## Exercise aim
Extract the first line through the line containing "of the baseball" from the listing below, exactly as written.

## Data extracts
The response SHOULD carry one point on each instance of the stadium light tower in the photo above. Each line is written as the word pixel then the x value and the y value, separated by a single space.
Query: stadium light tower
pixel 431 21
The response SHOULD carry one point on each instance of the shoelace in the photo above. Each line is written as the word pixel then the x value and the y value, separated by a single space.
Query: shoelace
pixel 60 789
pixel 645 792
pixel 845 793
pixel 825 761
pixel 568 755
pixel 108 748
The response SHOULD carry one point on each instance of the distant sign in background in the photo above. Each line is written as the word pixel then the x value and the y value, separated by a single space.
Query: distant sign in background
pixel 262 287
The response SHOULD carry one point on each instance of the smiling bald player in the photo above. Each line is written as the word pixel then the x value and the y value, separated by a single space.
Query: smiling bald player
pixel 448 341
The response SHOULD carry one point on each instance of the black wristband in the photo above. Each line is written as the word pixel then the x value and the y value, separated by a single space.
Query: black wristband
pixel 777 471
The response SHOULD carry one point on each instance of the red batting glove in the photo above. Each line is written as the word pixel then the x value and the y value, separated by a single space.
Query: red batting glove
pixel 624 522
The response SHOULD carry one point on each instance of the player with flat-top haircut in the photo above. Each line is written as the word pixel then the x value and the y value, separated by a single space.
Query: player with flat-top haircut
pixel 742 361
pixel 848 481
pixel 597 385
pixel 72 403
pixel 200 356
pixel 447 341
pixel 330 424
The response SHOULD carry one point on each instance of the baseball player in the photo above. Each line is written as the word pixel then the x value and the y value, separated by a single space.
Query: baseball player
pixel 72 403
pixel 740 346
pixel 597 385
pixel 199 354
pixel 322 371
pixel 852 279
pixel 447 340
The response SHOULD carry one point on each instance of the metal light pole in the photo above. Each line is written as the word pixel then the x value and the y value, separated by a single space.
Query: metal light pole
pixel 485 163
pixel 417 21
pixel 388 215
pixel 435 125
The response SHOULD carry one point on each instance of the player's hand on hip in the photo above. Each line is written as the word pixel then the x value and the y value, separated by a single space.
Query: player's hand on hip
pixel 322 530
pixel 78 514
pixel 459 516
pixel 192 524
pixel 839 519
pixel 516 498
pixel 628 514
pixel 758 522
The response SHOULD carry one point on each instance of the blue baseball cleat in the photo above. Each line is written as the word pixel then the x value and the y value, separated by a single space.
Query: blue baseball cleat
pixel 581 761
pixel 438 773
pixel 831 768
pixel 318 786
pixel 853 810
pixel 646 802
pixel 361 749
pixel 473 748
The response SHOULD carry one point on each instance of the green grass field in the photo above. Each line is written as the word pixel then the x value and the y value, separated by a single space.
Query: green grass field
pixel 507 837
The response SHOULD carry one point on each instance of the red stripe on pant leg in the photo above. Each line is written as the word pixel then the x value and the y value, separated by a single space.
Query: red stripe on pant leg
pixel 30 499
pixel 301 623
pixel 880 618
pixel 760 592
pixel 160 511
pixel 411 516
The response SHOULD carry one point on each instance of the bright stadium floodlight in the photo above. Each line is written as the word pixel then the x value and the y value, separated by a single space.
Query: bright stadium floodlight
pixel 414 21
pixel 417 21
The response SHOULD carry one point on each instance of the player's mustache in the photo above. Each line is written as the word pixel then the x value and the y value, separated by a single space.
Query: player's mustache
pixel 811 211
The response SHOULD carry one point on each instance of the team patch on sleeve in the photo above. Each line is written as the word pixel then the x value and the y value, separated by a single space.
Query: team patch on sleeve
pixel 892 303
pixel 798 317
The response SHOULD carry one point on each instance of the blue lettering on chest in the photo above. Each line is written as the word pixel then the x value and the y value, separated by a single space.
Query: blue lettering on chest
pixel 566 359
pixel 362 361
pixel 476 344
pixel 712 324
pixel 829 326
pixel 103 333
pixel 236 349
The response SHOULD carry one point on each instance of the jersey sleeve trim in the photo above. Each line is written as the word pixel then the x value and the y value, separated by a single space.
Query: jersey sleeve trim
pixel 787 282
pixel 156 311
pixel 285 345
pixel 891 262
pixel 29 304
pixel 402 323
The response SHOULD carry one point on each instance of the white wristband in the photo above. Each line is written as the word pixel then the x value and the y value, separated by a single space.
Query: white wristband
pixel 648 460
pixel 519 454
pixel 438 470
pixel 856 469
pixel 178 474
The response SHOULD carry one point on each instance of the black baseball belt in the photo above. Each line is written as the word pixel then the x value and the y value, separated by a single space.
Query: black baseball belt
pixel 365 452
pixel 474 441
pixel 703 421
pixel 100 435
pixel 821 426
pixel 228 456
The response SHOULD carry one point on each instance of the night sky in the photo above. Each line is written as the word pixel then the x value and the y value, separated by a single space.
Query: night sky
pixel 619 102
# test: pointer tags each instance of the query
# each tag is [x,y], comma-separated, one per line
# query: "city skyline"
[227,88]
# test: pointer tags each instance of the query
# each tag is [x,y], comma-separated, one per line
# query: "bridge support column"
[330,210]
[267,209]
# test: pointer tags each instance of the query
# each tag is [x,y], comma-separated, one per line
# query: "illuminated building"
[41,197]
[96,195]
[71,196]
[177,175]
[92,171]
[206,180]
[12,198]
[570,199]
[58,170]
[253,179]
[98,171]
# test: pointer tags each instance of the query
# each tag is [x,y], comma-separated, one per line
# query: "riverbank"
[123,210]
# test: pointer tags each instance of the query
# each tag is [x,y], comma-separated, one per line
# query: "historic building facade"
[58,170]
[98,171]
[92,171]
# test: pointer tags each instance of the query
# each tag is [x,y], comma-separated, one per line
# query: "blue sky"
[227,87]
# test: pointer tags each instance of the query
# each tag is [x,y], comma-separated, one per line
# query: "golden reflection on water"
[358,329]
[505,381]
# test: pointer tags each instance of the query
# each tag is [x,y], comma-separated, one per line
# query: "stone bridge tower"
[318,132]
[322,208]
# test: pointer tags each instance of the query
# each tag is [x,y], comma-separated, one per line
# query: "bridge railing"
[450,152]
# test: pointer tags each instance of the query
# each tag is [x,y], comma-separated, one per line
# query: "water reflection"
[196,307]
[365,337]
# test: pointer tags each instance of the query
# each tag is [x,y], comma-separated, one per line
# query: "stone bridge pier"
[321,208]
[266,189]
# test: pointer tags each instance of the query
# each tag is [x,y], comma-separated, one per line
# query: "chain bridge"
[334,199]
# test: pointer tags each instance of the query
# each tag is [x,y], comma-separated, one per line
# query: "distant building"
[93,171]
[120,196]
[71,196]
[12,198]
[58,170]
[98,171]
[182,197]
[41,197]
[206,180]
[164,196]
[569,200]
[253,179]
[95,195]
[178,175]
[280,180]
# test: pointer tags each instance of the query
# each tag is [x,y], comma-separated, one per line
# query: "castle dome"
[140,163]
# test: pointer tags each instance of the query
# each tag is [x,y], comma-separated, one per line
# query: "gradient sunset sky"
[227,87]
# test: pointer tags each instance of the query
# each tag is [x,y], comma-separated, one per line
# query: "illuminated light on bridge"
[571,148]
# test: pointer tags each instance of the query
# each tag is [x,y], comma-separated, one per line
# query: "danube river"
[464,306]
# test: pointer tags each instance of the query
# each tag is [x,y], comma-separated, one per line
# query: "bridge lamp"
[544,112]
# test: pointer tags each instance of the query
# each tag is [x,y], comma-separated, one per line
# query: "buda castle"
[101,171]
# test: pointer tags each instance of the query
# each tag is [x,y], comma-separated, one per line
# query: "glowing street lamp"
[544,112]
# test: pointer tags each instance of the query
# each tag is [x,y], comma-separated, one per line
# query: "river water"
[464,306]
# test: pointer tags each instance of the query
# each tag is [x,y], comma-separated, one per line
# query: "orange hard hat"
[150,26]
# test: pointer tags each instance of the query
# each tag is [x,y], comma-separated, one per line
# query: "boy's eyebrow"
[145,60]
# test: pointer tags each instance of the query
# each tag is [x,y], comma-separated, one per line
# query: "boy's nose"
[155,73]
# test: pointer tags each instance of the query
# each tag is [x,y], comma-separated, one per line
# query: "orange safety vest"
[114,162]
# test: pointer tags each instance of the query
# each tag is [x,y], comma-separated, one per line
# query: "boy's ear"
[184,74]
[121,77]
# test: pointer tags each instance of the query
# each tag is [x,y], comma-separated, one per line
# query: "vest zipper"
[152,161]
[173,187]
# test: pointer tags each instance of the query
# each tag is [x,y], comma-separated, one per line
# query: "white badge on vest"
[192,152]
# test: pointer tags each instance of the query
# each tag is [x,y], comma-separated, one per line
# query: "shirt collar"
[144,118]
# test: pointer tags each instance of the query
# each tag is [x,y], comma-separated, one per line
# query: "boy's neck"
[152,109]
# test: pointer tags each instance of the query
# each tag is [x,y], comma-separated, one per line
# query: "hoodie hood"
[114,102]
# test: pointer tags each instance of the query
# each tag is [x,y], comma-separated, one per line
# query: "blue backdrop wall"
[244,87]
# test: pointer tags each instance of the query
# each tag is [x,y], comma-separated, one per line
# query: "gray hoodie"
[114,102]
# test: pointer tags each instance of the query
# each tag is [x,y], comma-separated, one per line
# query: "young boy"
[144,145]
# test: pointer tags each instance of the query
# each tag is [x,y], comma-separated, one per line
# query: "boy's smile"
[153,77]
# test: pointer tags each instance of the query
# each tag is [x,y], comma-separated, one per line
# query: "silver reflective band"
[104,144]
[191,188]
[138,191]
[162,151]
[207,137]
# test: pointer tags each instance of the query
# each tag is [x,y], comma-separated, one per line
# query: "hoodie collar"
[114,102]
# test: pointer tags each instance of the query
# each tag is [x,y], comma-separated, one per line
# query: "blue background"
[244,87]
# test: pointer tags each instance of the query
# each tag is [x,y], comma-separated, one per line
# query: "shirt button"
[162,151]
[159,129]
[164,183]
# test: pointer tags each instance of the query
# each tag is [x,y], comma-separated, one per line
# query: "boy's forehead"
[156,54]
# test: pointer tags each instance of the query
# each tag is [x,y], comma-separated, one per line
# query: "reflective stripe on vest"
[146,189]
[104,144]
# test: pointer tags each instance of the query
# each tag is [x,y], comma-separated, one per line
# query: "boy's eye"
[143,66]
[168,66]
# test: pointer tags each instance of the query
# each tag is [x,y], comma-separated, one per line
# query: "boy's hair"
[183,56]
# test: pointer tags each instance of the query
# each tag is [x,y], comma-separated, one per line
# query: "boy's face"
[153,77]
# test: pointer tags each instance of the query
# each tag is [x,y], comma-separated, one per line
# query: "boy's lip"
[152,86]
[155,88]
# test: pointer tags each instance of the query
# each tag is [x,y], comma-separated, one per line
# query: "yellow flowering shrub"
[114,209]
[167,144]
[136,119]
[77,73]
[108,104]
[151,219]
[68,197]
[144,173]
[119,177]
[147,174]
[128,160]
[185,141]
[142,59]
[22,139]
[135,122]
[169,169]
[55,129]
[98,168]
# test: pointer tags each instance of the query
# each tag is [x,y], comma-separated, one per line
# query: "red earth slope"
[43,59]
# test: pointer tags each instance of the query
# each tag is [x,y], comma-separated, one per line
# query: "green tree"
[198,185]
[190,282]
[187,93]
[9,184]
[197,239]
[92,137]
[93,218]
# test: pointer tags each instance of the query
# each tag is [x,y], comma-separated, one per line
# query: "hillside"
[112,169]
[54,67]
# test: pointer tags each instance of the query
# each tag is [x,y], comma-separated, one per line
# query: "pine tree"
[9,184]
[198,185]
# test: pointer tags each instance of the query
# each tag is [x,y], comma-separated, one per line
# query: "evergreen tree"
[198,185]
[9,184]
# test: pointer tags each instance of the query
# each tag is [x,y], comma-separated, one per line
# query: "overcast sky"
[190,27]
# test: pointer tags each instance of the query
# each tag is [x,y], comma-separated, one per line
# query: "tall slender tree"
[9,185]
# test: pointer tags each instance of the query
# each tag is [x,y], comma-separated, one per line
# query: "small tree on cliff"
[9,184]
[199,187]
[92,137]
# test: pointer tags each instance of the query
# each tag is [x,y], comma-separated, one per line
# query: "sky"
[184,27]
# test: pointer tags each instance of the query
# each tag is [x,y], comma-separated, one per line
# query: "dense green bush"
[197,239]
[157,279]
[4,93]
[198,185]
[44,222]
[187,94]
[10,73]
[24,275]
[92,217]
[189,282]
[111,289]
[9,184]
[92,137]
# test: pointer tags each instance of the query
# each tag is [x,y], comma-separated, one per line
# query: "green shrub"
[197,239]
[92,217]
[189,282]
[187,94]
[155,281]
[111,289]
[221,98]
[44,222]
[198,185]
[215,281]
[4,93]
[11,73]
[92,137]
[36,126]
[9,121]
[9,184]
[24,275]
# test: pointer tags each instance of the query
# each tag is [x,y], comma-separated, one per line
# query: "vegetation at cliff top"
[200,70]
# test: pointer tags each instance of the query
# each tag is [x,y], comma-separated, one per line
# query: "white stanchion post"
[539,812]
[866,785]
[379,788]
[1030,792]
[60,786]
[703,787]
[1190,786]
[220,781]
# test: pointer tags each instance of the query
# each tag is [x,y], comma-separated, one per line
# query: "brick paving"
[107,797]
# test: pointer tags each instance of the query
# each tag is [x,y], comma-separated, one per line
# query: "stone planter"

## Result below
The response SHOULD carry one point on each instance of the stadium light tower in the photo above. Each line is written as the word pixel then the x value and the y value, separated by a single space.
Query: stadium light tower
pixel 431 21
The response SHOULD carry one point on each instance of the shoelace in the photo above. Each line is written as the word pixel then the x value and the y value, separated by a single space.
Query: shoelace
pixel 60 789
pixel 645 792
pixel 845 793
pixel 825 761
pixel 568 755
pixel 108 748
The response SHOULD carry one point on each instance of the distant sign in background in the photo above. Each line is written as the word pixel then the x value and the y value, separated by a single space.
Query: distant sign in background
pixel 262 287
The response SHOULD carry one point on each instance of the smiling bald player in the photo above. Each line is written as the word pixel then the x value and the y value, separated by a single space.
Query: smiling bald player
pixel 448 341
The response SHOULD carry one point on each instance of the black wristband in the photo above. Each line is written as the word pixel then the x value and the y value, separated by a single space.
Query: black wristband
pixel 777 471
The response SHOULD carry one point on each instance of the red batting glove in the photo above. Each line is written as the word pixel then the x value and the y value, separated by a single space.
Query: red batting glove
pixel 624 522
The response SHOULD carry one point on each instance of the player with flat-top haircut in the photo above. Each line is written as the word pixel then the x value and the y value, separated by a single space.
Query: player with flat-top haircut
pixel 742 361
pixel 848 481
pixel 597 385
pixel 72 403
pixel 200 356
pixel 447 341
pixel 330 424
The response SHOULD carry one point on each instance of the baseball player in the photo above. Each line is written as the word pixel then the x value and the y value, separated by a single space.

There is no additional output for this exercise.